Exercise details: Find the line that contains "Report one point per instance of the billboard". Then set down that line and all the lines after it, to the end of the records, exactly and with nothing added.

Stored rows:
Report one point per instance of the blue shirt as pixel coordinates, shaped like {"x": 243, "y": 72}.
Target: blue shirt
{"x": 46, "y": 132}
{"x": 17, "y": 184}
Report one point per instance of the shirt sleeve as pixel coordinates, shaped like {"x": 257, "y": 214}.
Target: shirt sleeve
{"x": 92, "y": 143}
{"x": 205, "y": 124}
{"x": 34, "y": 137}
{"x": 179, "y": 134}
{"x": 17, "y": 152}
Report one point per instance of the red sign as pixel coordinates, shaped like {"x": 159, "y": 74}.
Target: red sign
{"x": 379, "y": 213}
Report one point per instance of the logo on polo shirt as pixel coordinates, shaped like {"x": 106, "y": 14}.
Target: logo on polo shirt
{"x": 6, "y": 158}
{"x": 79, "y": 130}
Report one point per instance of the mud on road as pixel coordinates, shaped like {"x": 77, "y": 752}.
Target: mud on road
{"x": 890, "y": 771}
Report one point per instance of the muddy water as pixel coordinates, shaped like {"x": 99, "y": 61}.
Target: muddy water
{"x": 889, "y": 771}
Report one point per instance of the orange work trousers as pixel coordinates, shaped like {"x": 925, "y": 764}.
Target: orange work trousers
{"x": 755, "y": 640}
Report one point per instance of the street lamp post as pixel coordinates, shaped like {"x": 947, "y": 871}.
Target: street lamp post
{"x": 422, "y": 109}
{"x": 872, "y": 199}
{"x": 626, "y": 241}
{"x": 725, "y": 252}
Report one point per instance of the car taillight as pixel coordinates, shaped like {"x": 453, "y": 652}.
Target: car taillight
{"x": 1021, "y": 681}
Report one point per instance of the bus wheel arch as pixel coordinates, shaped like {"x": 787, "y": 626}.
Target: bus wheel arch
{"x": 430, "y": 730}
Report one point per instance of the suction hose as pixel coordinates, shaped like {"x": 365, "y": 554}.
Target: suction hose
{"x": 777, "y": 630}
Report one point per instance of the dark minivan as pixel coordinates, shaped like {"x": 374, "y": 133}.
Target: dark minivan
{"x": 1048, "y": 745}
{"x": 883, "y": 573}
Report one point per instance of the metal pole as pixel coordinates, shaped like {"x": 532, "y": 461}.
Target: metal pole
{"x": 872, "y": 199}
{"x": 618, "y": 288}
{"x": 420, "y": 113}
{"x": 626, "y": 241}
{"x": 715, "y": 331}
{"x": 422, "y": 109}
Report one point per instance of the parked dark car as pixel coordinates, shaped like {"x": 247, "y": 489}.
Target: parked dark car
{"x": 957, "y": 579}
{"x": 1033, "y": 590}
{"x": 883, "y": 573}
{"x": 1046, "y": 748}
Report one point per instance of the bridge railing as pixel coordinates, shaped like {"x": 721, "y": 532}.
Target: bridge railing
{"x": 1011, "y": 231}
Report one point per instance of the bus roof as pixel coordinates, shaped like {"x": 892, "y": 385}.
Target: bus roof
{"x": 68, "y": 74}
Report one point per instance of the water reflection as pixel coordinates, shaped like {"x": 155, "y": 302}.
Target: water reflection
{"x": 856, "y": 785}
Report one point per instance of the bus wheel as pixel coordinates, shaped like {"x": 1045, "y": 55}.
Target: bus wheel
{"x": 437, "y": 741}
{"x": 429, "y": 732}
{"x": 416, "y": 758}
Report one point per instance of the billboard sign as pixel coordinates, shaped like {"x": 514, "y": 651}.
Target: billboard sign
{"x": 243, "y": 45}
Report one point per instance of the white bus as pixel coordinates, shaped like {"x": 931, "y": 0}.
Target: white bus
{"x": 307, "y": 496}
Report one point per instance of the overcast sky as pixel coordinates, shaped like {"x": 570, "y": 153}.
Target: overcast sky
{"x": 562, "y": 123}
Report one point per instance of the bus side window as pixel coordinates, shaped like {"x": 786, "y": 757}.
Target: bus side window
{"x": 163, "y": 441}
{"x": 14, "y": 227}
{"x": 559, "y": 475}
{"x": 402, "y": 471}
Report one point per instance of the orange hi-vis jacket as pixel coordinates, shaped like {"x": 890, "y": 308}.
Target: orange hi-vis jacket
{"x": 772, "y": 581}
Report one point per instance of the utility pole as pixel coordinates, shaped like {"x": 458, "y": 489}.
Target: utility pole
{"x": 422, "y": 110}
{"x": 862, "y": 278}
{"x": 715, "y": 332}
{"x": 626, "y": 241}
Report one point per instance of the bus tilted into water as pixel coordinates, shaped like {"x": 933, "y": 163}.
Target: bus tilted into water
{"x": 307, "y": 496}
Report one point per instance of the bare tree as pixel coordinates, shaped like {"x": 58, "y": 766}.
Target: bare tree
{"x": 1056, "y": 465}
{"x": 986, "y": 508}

Final result:
Report one point per instance of the billboard sign as pixel coordinates, shaped like {"x": 514, "y": 651}.
Target: billboard sign
{"x": 243, "y": 45}
Report one point per instance of the white bus as pixel coordinates, shaped like {"x": 931, "y": 0}.
Target: white bus
{"x": 307, "y": 496}
Report one point per instance of the overcast sky as pixel coordinates, shaped like {"x": 570, "y": 153}.
Target: overcast sky
{"x": 562, "y": 123}
Report one point per instance of the bus side window as pixel coordinates, shaped like {"x": 786, "y": 757}.
Target: bus side window
{"x": 163, "y": 441}
{"x": 14, "y": 227}
{"x": 559, "y": 475}
{"x": 402, "y": 471}
Report one point per instance of the orange hi-vis jacket as pixel coordinates, shaped like {"x": 890, "y": 308}.
Target: orange hi-vis jacket
{"x": 772, "y": 581}
Report one point per instance of the utility pole as pixel coordinates, shaped like {"x": 458, "y": 489}.
Target: utility pole
{"x": 422, "y": 110}
{"x": 862, "y": 278}
{"x": 715, "y": 332}
{"x": 626, "y": 241}
Report one point per instance of the bus tilted into water as pixel coordinates, shaped like {"x": 933, "y": 163}.
Target: bus tilted into water
{"x": 307, "y": 496}
Report one point per instance of the bare tree as pixel coordinates, shaped like {"x": 58, "y": 766}.
Target: bare tree
{"x": 1056, "y": 465}
{"x": 986, "y": 508}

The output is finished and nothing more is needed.